**EXERCISE DIRECTIONS:** Put every line of the items below into a JSON list of strings, one string per line, skipping blank lines and leaving out the pictures.

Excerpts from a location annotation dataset
>> begin

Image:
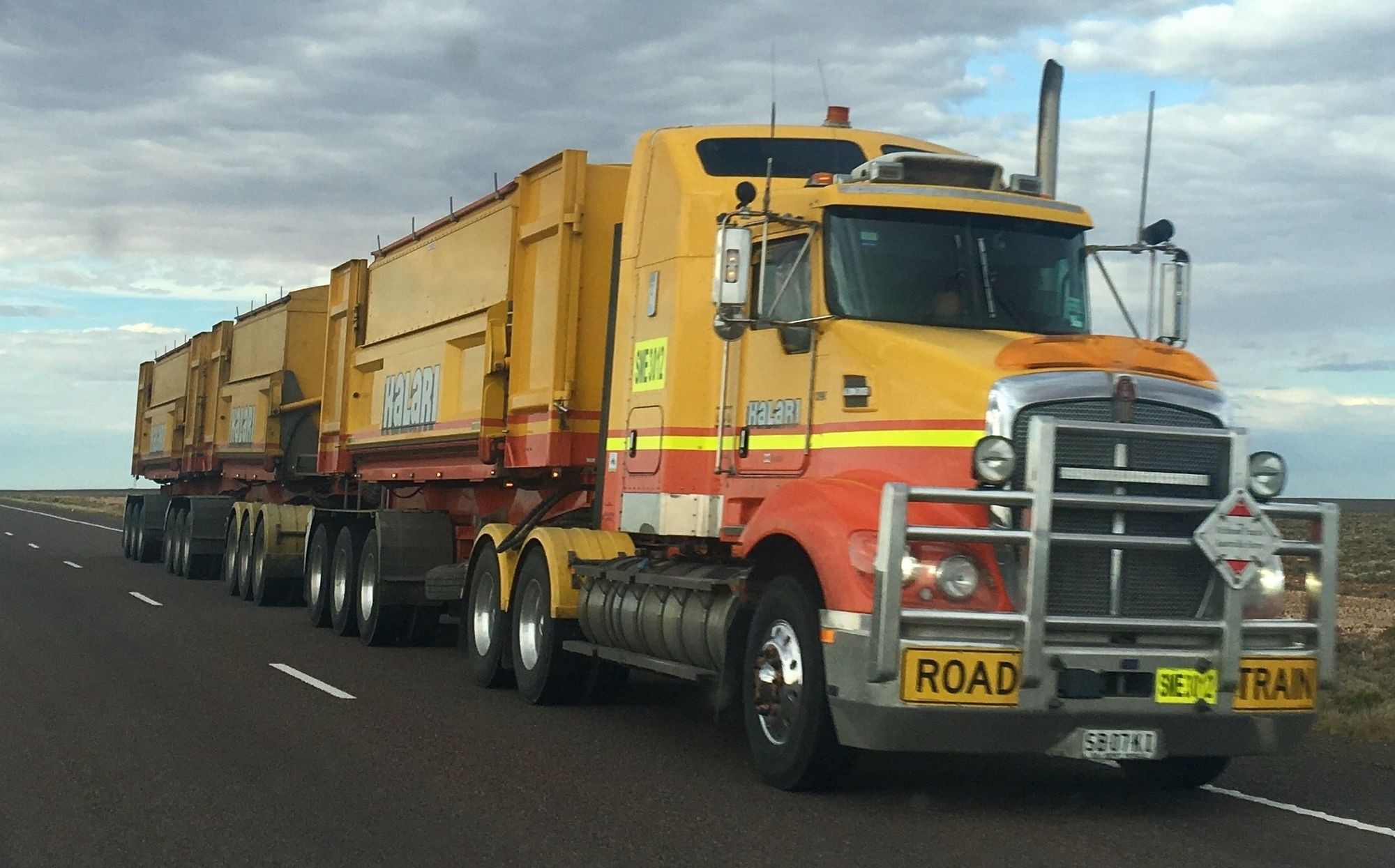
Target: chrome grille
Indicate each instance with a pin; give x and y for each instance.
(1152, 584)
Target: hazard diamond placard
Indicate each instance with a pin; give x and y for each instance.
(1238, 538)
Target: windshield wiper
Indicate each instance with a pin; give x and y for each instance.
(988, 282)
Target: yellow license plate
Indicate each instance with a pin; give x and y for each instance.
(962, 676)
(1185, 685)
(1277, 684)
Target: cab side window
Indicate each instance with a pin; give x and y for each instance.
(786, 294)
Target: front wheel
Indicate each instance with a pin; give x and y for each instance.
(1174, 772)
(786, 709)
(485, 628)
(545, 671)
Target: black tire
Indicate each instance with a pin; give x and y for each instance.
(169, 545)
(319, 577)
(488, 650)
(1174, 772)
(129, 531)
(546, 674)
(231, 558)
(245, 560)
(266, 591)
(183, 531)
(379, 624)
(147, 549)
(344, 596)
(789, 724)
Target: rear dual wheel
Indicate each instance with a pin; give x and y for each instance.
(545, 671)
(344, 589)
(319, 575)
(485, 630)
(231, 557)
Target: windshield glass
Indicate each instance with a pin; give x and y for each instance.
(959, 270)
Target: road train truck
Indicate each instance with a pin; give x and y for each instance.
(817, 416)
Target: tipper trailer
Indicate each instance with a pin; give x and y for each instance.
(852, 457)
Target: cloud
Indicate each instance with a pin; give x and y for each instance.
(30, 310)
(1366, 365)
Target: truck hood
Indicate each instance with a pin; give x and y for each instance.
(947, 373)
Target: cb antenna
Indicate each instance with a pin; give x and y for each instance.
(1143, 210)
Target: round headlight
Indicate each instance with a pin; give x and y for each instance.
(1269, 472)
(958, 577)
(994, 461)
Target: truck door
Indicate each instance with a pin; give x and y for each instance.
(772, 413)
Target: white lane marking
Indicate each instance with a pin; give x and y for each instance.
(58, 517)
(1332, 818)
(295, 673)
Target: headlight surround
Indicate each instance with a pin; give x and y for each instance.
(1265, 597)
(1269, 472)
(958, 577)
(995, 459)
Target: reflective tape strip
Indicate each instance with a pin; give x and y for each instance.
(825, 440)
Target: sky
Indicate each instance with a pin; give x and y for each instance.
(165, 165)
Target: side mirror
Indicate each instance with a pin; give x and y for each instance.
(1175, 302)
(732, 273)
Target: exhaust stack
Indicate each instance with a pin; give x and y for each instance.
(1048, 128)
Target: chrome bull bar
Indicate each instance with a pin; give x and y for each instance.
(1032, 623)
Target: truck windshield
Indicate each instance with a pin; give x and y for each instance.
(958, 270)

>> end

**SOLUTION TO THIS EXERCISE:**
[
  "Image:",
  "Target: chrome grille",
  "Indicate each instance with a pin; give x and y for each instance.",
  "(1152, 584)",
  "Target: hazard diamond placard",
  "Indicate each instance with a pin; give x and y for each instance.",
  "(1238, 538)",
  "Target: windshield wiper",
  "Indicate each instance with a pin; give x and y for each instance.",
  "(988, 282)",
  "Target: yellow license plate",
  "Indicate each instance with a pin; give x and y for each instance.",
  "(962, 676)",
  "(1185, 685)",
  "(1277, 684)",
  "Target: cab side window",
  "Indicate each instance with a pin; give x and y for each instance.",
  "(786, 294)",
  "Target: front wheel",
  "Indicate each instance with a pin; give x and y for each instance.",
  "(1174, 772)",
  "(786, 709)",
  "(485, 628)",
  "(545, 671)",
  "Target: black tire",
  "Indicate each instance with a pin; give x and y for each instance.",
  "(169, 545)",
  "(319, 577)",
  "(488, 650)",
  "(1174, 772)",
  "(129, 531)",
  "(546, 674)",
  "(231, 558)",
  "(245, 560)",
  "(266, 591)",
  "(183, 531)",
  "(379, 624)",
  "(147, 549)",
  "(344, 596)",
  "(789, 724)",
  "Target: rear dual wheel",
  "Indicate each instance with a pin; give x and y for each instance.",
  "(545, 671)",
  "(344, 589)",
  "(319, 575)",
  "(485, 630)",
  "(231, 557)",
  "Target: windshield glass",
  "Indicate each instance with a pin; give x and y for each instance.",
  "(959, 270)",
  "Target: road train truck",
  "Indicate each instance with a pin; give x and y for each instance.",
  "(817, 416)",
  "Target: tipper trailer",
  "Indicate each instance with a pin; give x and y for each instance.",
  "(852, 457)",
  "Target: cloud",
  "Indicate each instance with a pin; give x and y for each instance.",
  "(30, 310)",
  "(1366, 365)",
  "Target: truck hood",
  "Indicate each instance with a pin; give x and y for each instance.",
  "(947, 373)",
  "Target: cb antenna",
  "Indicate each instance with a pin; give x and y for each instance.",
  "(1143, 210)",
  "Target: round headlight",
  "Indicate each instance with a pin; give x and y for each instance.",
  "(1269, 472)",
  "(958, 577)",
  "(994, 461)",
  "Target: truck door",
  "Indicate each instance with a pin; give x and y for each instance.",
  "(772, 413)",
  "Target: white lane marking",
  "Indicate each instance with a pin; give x and y for each instance.",
  "(58, 517)",
  "(1332, 818)",
  "(295, 673)",
  "Target: headlight surround",
  "Indicate each instance with a pin; give x and y for each instance.",
  "(1265, 597)",
  "(1269, 472)",
  "(958, 577)",
  "(995, 459)",
  "Target: reflective tape strip",
  "Indicate each instance with a pin; give x and y for each instance.",
  "(825, 440)",
  "Target: sky",
  "Indicate each instance with a pin; give x and y for each instance.",
  "(165, 165)",
  "Target: side mirror",
  "Indicate each instance with a pin; give x and y for each instance.",
  "(1175, 302)",
  "(732, 273)",
  "Target: exhaust stack",
  "Indicate each instance with a pin; give x and y for each instance.",
  "(1048, 128)",
  "Target: chrome bull bar",
  "Indicate each instance with a pin; give x and y for each instance.",
  "(1032, 623)",
  "Target: truck windshield",
  "Indicate each instance with a pin; give x and y for each instance.",
  "(958, 270)"
]